_Excerpted passage_

>>>

Tipping in Spain: a guide to gratuity customs

Tipping is a cultural practice that varies from country to country, and Spain is no exception. While tipping is not as common in Spain as it is in (for example) the United States, it is still a common practice in some situations. In this article, we will explore tipping customs in Spain and provide guidance on when and how much to tip.

Is tipping expected in Spain?

Tipping in Spain is not mandatory or expected in most situations. However, leaving a small tip in appreciation for good service is always appreciated, especially in the hospitality and service industries. Keep in mind that workers do not rely on tips to make ends meet. In many cases, service charges may already be included in the bill.

Tipping in restaurants

In restaurants, the general rule is to leave a small tip if you are pleased with the service. In some cases, a service charge may already be included in the bill. If this is the case, you do not need to leave an additional tip unless you feel that the service was exceptional. If there is no service charge included, a tip of 5-10% of the total bill is appropriate.

It is also worth noting that in some higher-end restaurants, especially those in touristy areas, a service charge may be included in the bill regardless of the level of service. In these cases, tipping is not necessary unless the service was truly outstanding.

Tipping in bars and cafés

Tipping in bars and cafés is not common, but leaving some small change is appreciated. If you are sitting at a table and have received table service, you may want to leave a small tip. However, if you are standing at the bar and order a drink, tipping is not expected.

Tipping in hotels

Tipping in hotels is also not expected, but it is appreciated. You may want to leave a small tip for the housekeeping staff, especially if they have gone above and beyond in cleaning your room. In addition, leaving a small tip for the porter who helps you with your luggage is also customary.

Tipping in taxis

Tipping in taxis is not common, but rounding up the fare to the nearest euro is appreciated. For example, if your fare is €9.50, you can round up to €10. However, if you receive exceptional service, you may want to leave a larger tip.


In conclusion, tipping in Spain is not as common or expected as it is in some other countries. While leaving a small tip to show appreciation for good service is always appreciated, it is not mandatory. If you are unsure about whether or not to tip, look for clues such as a service charge included in the bill or ask a local for advice. By following these tips, you can enjoy your time in Spain without worrying about tipping etiquette.

<<<

_Task requirements_
From the tipping guide, copy the part that opens with the words "Tipping in Spain: a" and closes with "expected in Spain?", changing "United States" to "Canada". The records after this come from a different source than the tipping guide.

_Extracted material_
>>>

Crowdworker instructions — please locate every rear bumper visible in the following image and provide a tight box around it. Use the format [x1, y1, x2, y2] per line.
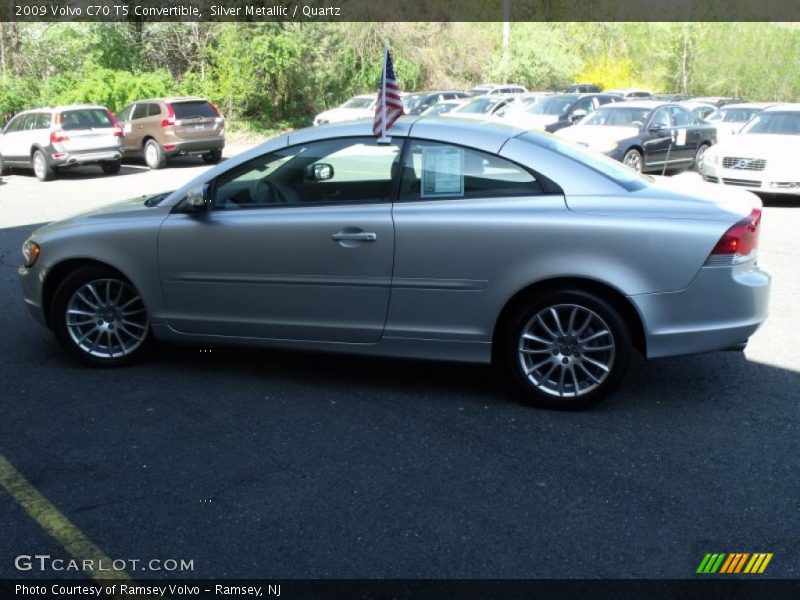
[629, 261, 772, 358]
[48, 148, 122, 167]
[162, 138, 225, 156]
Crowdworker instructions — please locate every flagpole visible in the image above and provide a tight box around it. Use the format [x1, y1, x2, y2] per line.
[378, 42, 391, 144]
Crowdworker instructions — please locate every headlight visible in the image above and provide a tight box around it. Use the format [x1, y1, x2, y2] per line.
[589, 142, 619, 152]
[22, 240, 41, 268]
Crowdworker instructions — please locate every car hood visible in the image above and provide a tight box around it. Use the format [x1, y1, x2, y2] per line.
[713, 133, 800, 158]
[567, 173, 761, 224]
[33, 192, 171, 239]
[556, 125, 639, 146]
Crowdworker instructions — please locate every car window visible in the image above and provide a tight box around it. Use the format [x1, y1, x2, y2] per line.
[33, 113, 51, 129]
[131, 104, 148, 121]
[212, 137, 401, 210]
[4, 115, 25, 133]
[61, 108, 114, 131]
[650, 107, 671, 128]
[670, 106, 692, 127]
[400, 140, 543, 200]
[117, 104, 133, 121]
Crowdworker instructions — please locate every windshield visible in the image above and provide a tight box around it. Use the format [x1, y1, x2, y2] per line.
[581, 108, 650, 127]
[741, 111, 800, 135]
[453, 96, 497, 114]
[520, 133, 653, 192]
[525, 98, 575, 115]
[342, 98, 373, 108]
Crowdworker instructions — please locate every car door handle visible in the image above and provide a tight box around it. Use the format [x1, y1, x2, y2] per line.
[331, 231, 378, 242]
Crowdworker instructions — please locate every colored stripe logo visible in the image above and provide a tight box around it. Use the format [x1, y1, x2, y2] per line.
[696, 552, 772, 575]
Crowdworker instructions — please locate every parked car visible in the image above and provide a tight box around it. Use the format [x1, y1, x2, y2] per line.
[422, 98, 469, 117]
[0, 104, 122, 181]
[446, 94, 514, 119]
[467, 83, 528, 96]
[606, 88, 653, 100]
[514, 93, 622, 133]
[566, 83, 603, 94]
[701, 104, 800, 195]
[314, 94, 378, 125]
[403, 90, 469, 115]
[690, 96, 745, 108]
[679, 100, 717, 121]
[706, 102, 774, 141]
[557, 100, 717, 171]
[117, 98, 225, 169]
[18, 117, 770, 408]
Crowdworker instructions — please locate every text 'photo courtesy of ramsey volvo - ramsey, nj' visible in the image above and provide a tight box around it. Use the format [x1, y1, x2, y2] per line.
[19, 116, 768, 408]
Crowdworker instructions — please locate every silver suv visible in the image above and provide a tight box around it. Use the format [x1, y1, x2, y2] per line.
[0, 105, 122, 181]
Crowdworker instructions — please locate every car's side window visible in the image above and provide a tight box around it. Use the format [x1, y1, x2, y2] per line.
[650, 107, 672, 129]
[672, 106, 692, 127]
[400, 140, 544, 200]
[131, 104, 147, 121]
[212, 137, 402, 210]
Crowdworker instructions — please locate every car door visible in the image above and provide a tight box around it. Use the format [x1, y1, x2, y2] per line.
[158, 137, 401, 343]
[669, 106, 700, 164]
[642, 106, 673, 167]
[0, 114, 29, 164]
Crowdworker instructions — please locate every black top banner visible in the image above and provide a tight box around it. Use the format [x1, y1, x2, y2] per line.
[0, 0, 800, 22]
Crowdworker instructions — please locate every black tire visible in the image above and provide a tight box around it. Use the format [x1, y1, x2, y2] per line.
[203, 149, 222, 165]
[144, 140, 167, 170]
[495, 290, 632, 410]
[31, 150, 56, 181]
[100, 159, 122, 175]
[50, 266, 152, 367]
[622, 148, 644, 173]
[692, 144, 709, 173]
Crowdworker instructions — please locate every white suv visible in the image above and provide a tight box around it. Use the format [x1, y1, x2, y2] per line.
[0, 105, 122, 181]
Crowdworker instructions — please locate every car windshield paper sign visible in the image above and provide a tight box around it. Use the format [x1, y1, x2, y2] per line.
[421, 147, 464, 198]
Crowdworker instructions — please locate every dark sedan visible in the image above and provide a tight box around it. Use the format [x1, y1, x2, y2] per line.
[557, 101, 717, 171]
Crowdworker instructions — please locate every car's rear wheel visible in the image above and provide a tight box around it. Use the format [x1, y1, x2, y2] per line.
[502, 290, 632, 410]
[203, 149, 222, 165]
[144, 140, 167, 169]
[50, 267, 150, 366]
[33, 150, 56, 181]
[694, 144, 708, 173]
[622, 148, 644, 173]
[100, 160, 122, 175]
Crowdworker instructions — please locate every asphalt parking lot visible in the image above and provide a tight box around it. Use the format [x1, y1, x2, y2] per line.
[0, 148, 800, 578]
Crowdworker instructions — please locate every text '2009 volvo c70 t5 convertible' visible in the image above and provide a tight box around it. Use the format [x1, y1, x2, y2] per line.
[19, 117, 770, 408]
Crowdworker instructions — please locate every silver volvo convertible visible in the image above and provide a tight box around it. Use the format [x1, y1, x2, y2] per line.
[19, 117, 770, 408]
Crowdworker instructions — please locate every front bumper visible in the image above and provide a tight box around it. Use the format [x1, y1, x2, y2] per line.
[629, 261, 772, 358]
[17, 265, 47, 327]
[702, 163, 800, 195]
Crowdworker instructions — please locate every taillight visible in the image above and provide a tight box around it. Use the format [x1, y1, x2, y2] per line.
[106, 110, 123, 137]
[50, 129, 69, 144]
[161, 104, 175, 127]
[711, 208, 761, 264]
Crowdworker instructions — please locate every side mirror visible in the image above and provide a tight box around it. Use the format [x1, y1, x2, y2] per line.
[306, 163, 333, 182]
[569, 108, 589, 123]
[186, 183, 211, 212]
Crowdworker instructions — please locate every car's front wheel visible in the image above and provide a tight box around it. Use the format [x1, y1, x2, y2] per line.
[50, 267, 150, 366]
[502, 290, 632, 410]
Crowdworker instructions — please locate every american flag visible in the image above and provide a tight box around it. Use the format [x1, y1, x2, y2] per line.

<<<

_Written reply_
Tipping in Spain: a guide to gratuity customs

Tipping is a cultural practice that varies from country to country, and Spain is no exception. While tipping is not as common in Spain as it is in (for example) the Canada, it is still a common practice in some situations. In this article, we will explore tipping customs in Spain and provide guidance on when and how much to tip.

Is tipping expected in Spain?